§ Excerpted passage

*** Block opens ***

LLM_Monitor
An LLM observability and orchestration platform implemented as a set of containerized microservices. A C#/.NET server acts as the edge/API gateway, forwarding user messages to a Python service built on LangChain/LangGraph that orchestrates the full AI workflow: policy and prompt-injection guardrails, retrieval-augmented generation, tool invocation, conversation memory, and a final grounded response.
The architecture deliberately mirrors commercial LLM application systems (edge gateway + orchestration service + data/observability plane) at reduced scale. This is an active learning project — every line of code is written by hand, with AI used only for code review and concept lectures.
Architecture
user ─▶ [C#/.NET API gateway] ─HTTP─▶ [Python LangChain/LangGraph orchestrator]
(validation, │ policy/injection check (guardrails)
telemetry, │ RAG retrieval (pgvector)
response shaping) │ tool invocation (bounded agent loop)
│ conversation memory (checkpointer)
▼
[Ollama: local LLM + embeddings] [pgvector/Postgres: vectors, telemetry, history]All services run as Docker containers on a private network, orchestrated via docker-compose.
Services
- dotnet_server (C# / ASP.NET Core) — Edge gateway: request validation, middleware-based telemetry, forwards to the orchestrator via
IHttpClientFactory - langchain_service (Python / Flask / LangChain / LangGraph) — Orchestrates the AI pipeline: guardrails → RAG → tools → memory → response
- ollama — Serves local LLMs and embedding models (qwen2.5, nomic-embed-text)

*** Block closes ***

§ Exercise
On the LLM_Monitor page, which embedding model does the ollama service serve?

§ Source material
*** Block opens ***

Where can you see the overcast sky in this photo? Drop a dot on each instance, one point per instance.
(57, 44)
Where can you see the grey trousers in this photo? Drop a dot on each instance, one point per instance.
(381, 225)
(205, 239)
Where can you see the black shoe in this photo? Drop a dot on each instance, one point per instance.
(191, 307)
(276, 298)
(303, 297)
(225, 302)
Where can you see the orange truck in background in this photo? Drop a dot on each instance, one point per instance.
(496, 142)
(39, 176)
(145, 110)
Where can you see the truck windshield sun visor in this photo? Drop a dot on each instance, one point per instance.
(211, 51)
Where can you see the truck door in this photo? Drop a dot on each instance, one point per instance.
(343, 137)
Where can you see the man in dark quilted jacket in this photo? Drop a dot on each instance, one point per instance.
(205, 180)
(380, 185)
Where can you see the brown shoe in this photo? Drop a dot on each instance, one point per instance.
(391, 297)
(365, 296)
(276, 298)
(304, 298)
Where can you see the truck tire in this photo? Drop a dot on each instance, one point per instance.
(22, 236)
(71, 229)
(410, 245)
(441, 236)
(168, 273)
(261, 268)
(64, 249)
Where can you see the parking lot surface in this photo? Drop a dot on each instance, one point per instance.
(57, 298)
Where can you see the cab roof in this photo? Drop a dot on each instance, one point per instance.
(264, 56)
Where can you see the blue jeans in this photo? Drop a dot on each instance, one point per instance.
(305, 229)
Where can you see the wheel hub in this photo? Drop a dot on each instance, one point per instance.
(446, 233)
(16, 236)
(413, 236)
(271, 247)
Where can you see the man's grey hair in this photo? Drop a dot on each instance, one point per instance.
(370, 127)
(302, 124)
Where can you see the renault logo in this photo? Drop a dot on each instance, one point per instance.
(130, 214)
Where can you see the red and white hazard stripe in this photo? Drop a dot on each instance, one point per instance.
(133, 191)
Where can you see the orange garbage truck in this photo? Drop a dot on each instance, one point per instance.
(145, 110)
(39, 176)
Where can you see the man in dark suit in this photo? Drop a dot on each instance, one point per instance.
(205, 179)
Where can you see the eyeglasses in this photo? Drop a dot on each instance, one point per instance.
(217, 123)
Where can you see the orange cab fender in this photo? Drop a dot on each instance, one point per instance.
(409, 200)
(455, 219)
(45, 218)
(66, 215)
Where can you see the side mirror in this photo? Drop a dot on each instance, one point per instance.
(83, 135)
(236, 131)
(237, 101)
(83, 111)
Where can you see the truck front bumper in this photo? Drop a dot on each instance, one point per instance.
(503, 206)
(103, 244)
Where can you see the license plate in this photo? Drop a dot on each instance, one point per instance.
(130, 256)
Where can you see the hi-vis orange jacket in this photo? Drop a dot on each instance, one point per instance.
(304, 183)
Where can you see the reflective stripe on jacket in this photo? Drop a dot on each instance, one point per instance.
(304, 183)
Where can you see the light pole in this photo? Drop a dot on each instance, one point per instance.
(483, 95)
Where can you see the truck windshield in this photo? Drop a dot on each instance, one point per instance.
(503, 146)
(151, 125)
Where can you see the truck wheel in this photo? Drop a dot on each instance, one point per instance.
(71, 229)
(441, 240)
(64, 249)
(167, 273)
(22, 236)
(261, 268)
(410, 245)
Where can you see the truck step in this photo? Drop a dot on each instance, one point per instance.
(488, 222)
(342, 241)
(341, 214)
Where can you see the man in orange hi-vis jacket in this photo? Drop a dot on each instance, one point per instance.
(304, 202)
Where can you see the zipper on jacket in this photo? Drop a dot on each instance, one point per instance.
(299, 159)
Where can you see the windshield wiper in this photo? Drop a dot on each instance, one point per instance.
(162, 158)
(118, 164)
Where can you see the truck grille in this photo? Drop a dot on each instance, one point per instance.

*** Block closes ***

§ Answer space
nomic-embed-text